Problem details | Copy the following lines word for word, from the first to the last.

● ● ●

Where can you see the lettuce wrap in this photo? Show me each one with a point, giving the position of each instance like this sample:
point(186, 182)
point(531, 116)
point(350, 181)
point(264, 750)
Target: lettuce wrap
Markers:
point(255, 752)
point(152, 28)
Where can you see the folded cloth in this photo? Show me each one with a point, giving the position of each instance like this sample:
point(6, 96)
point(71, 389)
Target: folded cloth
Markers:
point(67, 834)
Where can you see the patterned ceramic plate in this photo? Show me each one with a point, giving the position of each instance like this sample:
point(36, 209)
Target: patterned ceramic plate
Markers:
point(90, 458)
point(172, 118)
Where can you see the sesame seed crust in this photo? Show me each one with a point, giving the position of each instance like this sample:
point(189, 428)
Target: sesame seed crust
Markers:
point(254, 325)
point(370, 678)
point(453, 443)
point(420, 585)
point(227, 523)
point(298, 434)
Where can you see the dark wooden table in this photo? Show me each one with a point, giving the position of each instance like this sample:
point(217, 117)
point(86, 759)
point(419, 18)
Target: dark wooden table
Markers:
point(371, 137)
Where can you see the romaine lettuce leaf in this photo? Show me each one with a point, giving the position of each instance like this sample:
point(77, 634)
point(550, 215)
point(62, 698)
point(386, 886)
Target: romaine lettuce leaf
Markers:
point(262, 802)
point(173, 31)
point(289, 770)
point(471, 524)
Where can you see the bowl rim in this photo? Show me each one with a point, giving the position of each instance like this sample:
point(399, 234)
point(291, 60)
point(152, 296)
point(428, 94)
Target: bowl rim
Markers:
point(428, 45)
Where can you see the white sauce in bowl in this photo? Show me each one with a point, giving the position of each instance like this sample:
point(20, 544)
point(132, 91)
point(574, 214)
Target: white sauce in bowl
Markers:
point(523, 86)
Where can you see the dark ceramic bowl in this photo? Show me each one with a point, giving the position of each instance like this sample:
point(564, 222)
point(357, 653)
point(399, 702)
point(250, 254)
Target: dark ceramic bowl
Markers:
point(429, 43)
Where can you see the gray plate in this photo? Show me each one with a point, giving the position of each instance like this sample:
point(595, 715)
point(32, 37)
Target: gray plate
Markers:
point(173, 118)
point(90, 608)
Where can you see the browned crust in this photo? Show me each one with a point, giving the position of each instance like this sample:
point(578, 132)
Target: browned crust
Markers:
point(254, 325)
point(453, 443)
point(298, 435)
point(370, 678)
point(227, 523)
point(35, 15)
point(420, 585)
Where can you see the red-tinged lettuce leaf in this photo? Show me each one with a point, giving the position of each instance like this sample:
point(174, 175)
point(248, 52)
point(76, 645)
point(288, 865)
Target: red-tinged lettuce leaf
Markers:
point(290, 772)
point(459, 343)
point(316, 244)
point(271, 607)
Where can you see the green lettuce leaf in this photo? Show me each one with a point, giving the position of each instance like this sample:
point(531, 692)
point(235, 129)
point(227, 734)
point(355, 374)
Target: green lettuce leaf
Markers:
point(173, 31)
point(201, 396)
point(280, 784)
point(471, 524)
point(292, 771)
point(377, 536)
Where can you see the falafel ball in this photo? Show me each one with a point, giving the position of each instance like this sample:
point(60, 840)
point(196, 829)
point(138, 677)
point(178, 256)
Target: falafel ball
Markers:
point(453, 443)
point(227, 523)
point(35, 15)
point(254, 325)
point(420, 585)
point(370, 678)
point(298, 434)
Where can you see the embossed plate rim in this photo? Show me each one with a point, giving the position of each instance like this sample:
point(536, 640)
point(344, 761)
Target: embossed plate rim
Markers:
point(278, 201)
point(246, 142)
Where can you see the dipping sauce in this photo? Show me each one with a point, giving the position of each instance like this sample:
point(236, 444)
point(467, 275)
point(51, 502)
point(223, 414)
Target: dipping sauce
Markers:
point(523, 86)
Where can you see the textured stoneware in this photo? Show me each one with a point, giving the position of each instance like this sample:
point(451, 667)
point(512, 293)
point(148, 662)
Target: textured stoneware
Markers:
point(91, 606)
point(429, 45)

● ● ●

Expected output |
Where can you see the lettuce wrap in this photo? Show me each one with a point, giving the position of each instance like this sample:
point(186, 182)
point(531, 116)
point(350, 181)
point(264, 750)
Target: lettuce wrap
Markers:
point(255, 752)
point(152, 28)
Where can you see the folded cloth in this photo? Show me each one with a point, giving the position of each instance like this sample:
point(6, 96)
point(71, 389)
Target: folded cloth
Markers:
point(67, 834)
Where can you see the patterned ceramic plate in this photo? Show me each one with a point, giving the position of each instance like this sample:
point(36, 209)
Target: patterned ceramic plate
Markers:
point(90, 458)
point(172, 118)
Where can you see the sesame seed crust in this photo? Show me each one with a point, giving the position of each instance like this sample:
point(189, 428)
Target: sesame seed crust
Markers:
point(254, 325)
point(370, 678)
point(453, 443)
point(420, 585)
point(227, 523)
point(298, 434)
Where can you see the dark wooden table in this photo? Show me each one with a point, giving the position of each instance like this sample:
point(217, 117)
point(86, 759)
point(419, 18)
Target: dark wooden table
Markers:
point(371, 137)
Where can you see the romaine lettuce leaf in this photo? Show me each one with a point, giving the position of each instance like this sample:
point(77, 634)
point(550, 215)
point(62, 698)
point(386, 886)
Target: romaine lettuce leaf
Markers:
point(262, 802)
point(173, 31)
point(289, 770)
point(471, 524)
Where can you see the bowl rim in this photo? Show me each one with a point, giving the position of each instance like this sample:
point(399, 234)
point(291, 60)
point(152, 296)
point(428, 94)
Target: bowl rim
Markers:
point(428, 45)
Where can you see the white sauce in bowl in this photo? Show me each one with a point, giving the position of each instance like this sample:
point(20, 544)
point(132, 91)
point(574, 214)
Target: white sauce in bowl
Markers:
point(523, 86)
Where can you see the dark ceramic bowl in this photo? Show me each one with a point, giving the position of each instance like this sample:
point(564, 222)
point(357, 653)
point(399, 702)
point(250, 254)
Target: dark ceramic bowl
Markers:
point(429, 43)
Where can you see the gray plate in this photo? Show me each one with a point, giving the position of each instance like this sample:
point(595, 715)
point(32, 37)
Target: gray plate
Markers:
point(173, 118)
point(90, 608)
Where can you see the browned crust in this photo? Show me each one with a point, giving the position of each instance like this sample:
point(578, 132)
Target: browned crust
Markers:
point(254, 325)
point(453, 443)
point(298, 435)
point(370, 678)
point(227, 523)
point(35, 15)
point(420, 585)
Where can you see the red-tinged lettuce leaf in this photo? Show me each one with a point, giving the position of each instance like this sample:
point(174, 175)
point(248, 52)
point(76, 645)
point(288, 865)
Target: red-tinged lettuce leaf
Markers:
point(290, 772)
point(459, 343)
point(316, 244)
point(271, 607)
Where can you see the green lettuce leaf in this photo? Show me each one with a point, giving the position of each instance like this sample:
point(531, 692)
point(235, 129)
point(227, 734)
point(355, 374)
Target: green lettuce leaf
Markers:
point(173, 31)
point(201, 396)
point(280, 784)
point(471, 524)
point(292, 771)
point(377, 536)
Where can you see the falafel ball in this photo? Show me each one with a point, giving the position of each instance like this sample:
point(60, 840)
point(196, 829)
point(138, 677)
point(178, 256)
Target: falafel ball
Markers:
point(453, 443)
point(227, 523)
point(35, 15)
point(254, 325)
point(420, 585)
point(370, 678)
point(298, 434)
Where can you see the embossed plate rim in this photo? Show me each one with a point, giving the position of each instance like this sample:
point(536, 640)
point(344, 761)
Target: embossed plate rim
Markers:
point(278, 201)
point(246, 142)
Where can you see the dipping sauce in this photo? Show me each one with a point, giving the position of each instance like this sample:
point(236, 444)
point(467, 275)
point(51, 502)
point(223, 414)
Target: dipping sauce
Markers:
point(523, 86)
Where can you see the textured stoneware in this photo? Show me each one with a point, giving the position of each instance like this sample:
point(451, 667)
point(512, 293)
point(148, 662)
Target: textured stoneware
Markers:
point(91, 606)
point(429, 45)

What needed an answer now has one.